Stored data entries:
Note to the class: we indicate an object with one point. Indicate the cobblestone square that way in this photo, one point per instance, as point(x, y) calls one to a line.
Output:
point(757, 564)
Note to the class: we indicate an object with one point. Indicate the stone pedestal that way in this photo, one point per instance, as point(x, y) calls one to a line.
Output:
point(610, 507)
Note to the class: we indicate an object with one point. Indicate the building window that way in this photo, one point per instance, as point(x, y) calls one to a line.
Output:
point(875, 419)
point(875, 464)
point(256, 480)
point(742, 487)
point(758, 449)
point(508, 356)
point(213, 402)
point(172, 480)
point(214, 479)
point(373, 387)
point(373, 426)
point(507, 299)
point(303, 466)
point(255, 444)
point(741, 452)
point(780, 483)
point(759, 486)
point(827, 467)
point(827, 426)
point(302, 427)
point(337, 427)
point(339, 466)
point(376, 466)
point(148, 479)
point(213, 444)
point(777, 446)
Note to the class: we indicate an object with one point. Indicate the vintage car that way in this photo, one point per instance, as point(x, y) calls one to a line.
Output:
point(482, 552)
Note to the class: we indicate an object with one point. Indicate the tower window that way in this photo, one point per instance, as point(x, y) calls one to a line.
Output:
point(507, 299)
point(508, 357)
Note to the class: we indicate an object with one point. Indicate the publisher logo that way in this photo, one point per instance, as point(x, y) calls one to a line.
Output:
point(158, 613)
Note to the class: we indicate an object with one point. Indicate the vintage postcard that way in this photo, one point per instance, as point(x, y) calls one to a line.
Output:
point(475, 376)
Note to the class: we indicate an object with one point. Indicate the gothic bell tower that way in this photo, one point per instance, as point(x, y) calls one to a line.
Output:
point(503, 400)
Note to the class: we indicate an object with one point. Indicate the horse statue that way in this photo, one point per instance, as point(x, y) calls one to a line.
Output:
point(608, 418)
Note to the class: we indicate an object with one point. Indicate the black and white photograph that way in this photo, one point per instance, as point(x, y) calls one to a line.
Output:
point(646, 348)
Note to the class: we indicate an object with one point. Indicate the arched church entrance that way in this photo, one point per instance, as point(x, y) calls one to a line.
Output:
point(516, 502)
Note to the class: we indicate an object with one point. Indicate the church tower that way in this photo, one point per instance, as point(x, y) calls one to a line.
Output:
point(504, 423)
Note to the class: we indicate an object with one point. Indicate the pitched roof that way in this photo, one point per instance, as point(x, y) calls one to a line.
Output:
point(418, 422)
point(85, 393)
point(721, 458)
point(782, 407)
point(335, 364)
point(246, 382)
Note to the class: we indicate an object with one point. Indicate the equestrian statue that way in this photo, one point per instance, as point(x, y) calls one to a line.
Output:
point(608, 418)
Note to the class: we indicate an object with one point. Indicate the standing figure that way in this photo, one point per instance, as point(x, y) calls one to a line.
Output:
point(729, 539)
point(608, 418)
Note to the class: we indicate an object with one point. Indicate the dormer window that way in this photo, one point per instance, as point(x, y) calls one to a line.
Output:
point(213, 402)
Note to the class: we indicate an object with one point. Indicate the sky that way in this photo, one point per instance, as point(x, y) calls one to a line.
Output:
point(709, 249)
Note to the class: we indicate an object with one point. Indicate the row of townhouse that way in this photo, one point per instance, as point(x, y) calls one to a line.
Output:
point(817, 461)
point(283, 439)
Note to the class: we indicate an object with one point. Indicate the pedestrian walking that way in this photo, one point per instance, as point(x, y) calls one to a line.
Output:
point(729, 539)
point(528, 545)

Brief:
Starting at the row containing "the vintage postcard" and ending at the row containing "point(475, 376)", write out those rows again, requests included, with each point coordinate in the answers multiplied by 1.05 and rounded to a whole number, halves rounded up.

Answer for the task:
Note to the class: we indicate an object with one point. Indicate the vintage postcard that way in this photo, one point per instance, as point(x, y) calls one to a line.
Output:
point(499, 395)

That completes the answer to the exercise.